> Task
Please resume the account of the Psinka canal and the early water supply of Racibórz, starting right after its final sentence.

> Supplied text
§ §

The residents of Racibórz, first mentioned in 1108, drew water from the Oder river, its mill streams, local brooks, and numerous wells until the early 20th century. An additional supply was also provided by an artificial canal built by Dutch settlers in the mid-13th century (the first mention of it dates back to 1258). This canal, later called Psinka, was 12 km long and was a unique hydraulic engineering solution for its time in Silesia. It started near Bieńkowice, fed by the Psina river, ran parallel to the Oder, irrigating surrounding fields, passed through Racibórz, and emptied into the river. Within modern Racibórz, it ran through Studzienna, then through what is now the neighborhood by Kosmonautów Street, along Polna Street, crossing Opawska and Ocicka streets, later running parallel to Warszawska and Klasztorna streets, turning onto Kasprowicz Street, and ending at Wojska Polskiego Street. A dam and water reservoir were located on the site of the school for the deaf, which could be used for firefighting. Water was also delivered to the city through the Water Gate. At the square at the intersection of Wojska Polskiego and Karol Miarkia streets, there was a pumping station consisting of eight main and six side tanks. Water was pumped into the municipal water supply using a wheel powered by Psinka. The canal then flowed northwest, crossing Stalmach and Londzin streets, reaching the mill of Józef Doms. It was then a short distance to the canal's outlet to the Oder, located near today's Śląska Street.

§ §

> Data excerpts
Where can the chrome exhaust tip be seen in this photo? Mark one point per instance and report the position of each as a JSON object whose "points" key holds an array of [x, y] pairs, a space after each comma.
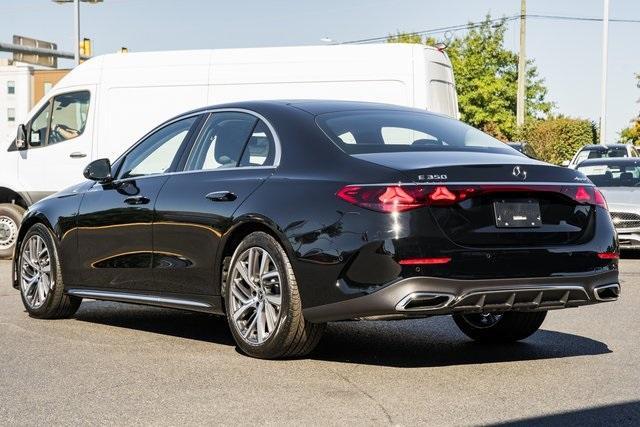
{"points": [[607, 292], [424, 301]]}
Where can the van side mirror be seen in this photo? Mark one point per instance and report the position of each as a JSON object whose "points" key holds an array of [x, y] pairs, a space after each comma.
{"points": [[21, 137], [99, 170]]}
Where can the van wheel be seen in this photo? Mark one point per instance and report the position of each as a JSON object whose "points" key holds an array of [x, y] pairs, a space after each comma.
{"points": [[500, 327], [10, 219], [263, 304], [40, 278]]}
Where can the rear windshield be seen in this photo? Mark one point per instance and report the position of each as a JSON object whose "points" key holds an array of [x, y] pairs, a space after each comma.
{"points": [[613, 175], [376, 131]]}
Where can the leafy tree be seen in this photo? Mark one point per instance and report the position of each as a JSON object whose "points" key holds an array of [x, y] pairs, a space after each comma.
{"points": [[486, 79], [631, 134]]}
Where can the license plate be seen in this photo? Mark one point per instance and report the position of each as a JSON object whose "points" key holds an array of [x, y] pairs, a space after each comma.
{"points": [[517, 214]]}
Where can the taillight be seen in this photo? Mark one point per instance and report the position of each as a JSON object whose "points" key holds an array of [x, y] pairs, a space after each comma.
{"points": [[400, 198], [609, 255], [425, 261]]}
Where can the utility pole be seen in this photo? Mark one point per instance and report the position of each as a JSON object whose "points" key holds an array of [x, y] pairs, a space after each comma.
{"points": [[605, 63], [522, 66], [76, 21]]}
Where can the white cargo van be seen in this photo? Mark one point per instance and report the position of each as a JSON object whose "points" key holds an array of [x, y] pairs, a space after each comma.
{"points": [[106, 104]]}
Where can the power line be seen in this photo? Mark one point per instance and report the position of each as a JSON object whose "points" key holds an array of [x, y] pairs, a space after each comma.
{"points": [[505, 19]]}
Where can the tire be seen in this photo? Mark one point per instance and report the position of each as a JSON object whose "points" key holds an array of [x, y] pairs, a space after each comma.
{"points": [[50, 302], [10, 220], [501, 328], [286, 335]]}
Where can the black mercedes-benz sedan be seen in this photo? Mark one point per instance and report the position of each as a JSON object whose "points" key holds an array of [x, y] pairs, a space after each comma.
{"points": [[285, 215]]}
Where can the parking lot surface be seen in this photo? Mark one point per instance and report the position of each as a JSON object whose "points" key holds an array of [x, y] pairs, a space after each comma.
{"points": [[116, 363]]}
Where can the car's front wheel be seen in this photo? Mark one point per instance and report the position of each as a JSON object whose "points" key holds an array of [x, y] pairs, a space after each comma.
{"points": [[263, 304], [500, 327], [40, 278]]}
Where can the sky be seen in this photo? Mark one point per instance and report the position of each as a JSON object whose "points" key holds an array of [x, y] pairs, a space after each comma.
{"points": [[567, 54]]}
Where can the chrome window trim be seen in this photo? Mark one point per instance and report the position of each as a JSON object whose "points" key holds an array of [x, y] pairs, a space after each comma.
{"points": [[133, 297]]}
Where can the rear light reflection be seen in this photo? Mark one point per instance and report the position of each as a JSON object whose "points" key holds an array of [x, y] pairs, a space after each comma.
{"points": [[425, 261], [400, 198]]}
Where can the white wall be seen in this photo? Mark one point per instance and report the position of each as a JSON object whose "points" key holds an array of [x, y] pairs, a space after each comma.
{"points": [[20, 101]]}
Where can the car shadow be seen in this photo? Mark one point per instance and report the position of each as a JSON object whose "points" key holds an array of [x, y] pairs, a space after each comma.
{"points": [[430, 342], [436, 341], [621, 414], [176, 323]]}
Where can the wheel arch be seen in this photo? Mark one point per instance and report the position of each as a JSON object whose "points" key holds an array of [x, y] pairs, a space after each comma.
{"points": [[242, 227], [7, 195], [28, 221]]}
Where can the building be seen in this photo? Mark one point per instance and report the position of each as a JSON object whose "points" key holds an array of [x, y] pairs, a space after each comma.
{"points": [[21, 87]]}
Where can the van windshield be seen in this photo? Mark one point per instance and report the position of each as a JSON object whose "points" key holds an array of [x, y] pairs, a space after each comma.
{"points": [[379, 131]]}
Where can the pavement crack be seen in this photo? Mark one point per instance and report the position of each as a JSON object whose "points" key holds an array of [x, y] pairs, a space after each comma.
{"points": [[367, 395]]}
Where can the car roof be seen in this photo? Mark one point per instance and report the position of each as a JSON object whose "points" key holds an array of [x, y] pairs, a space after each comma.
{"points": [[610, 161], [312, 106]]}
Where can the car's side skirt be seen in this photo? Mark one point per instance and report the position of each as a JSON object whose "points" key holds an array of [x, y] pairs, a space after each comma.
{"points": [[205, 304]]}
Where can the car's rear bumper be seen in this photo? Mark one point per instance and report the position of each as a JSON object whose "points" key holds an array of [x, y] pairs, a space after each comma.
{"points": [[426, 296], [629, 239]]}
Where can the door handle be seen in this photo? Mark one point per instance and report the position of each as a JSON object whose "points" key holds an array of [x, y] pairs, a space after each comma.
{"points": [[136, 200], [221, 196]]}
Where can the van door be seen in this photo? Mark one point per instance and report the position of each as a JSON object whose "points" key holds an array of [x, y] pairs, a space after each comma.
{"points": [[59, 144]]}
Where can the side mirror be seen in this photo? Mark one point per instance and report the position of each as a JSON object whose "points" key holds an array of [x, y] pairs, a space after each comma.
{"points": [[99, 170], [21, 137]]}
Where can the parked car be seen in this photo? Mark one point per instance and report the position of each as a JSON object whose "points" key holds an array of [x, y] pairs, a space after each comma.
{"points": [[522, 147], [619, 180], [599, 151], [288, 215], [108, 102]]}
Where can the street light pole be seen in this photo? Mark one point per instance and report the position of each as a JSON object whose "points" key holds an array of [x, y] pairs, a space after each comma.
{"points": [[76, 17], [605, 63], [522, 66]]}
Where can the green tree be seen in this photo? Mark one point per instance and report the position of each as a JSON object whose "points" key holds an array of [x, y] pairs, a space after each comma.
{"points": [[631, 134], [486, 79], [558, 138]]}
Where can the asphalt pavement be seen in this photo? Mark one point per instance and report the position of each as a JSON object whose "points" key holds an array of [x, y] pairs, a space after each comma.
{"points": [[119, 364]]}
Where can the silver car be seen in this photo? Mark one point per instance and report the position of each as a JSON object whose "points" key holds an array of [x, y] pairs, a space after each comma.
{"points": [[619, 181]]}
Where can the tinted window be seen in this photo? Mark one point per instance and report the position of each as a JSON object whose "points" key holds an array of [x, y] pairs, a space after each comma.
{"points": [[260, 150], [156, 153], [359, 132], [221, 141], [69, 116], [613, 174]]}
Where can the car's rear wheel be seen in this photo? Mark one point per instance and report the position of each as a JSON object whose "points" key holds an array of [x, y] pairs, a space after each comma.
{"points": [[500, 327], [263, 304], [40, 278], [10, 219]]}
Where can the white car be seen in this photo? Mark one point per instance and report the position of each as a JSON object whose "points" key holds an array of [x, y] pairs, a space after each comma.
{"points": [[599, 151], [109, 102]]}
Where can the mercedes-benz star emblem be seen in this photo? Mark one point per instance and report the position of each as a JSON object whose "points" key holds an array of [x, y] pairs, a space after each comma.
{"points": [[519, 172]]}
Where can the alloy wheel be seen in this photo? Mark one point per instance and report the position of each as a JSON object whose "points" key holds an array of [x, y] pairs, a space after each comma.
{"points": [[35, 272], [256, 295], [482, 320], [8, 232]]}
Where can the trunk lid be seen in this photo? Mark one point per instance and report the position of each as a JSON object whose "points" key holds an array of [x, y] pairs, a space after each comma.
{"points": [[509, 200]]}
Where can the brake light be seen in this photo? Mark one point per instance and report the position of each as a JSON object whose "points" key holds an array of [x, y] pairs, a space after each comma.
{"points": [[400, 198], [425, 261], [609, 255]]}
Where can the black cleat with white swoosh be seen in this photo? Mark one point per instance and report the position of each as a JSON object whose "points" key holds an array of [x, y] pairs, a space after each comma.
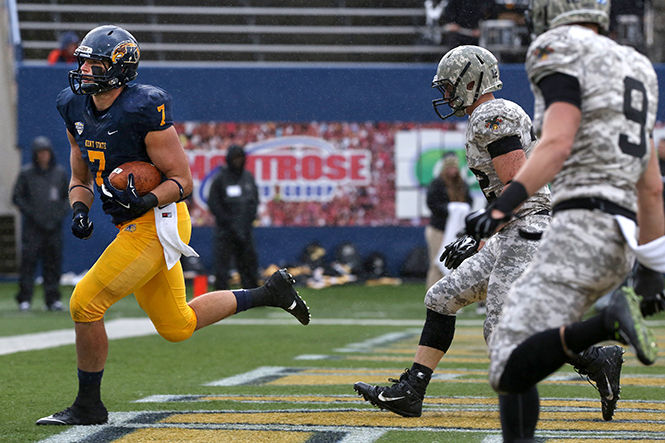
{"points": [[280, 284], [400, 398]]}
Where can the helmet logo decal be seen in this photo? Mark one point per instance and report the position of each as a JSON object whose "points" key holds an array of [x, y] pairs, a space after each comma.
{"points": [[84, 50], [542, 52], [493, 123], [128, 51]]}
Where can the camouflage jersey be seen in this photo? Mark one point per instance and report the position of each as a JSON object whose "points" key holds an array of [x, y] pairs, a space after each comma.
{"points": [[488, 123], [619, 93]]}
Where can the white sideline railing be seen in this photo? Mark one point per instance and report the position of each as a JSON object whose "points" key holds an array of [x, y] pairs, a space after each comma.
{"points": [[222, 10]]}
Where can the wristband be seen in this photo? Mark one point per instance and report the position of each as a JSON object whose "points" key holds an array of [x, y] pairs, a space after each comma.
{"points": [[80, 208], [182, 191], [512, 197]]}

§ §

> Response area
In Studzienna, a branch of the canal ran through the city center and emptied into the Oder beyond Odrzańska Street. Traces of this branch were found in 1829 during the construction of the school at the site of today's fountain in front of the parish church. This branch likely split before the market square. The second branch probably bypassed the market square from the west and then reconnected with the canal crossing Odrzańska Street. Although it was merely a water ditch, it is recognized as the first confirmed water supply system in Upper Silesia.

In the late 1960s and early 1970s, Psinka within Racibórz was filled in, and its channel was enclosed in sewer pipes. Remnants of the dry ditch are still visible on the southern outskirts of Racibórz. However, the side canal from Studzienna to the sluice area on the Oder remains active, currently carrying water from streams in Studzienna. A 1306 reference mentions a water supply canal fed by the Oder running along the moat, from the mill in Nowe Miasto to Racibórz.

=== Privilege of Emperor Ferdinand ===
On 12 January 1564, Ferdinand I issued a privilege in Vienna allowing the residents of Racibórz to install a water wheel on a mill stream branching off from the Oder river, which transferred water to a reservoir functioning as a water tower. This tower, located on an island separated by the mill stream, was not dismantled until 1815, during the riverbed reconstruction. It was the first device of its kind in Upper Silesia. The castle urbaria from between 1566 and 1567 include information about a tax paid by Racibórz residents for water from the pipelines. Such information is not found in the urbaria of other Upper Silesian cities from this period, indicating that in the mid-16th century, Racibórz was still the only city in Upper Silesia with a water supply system. At that time, a weir on the Oder, near the castle, diverted part of the water to two mill streams. One of these streams supplied the municipal waterworks.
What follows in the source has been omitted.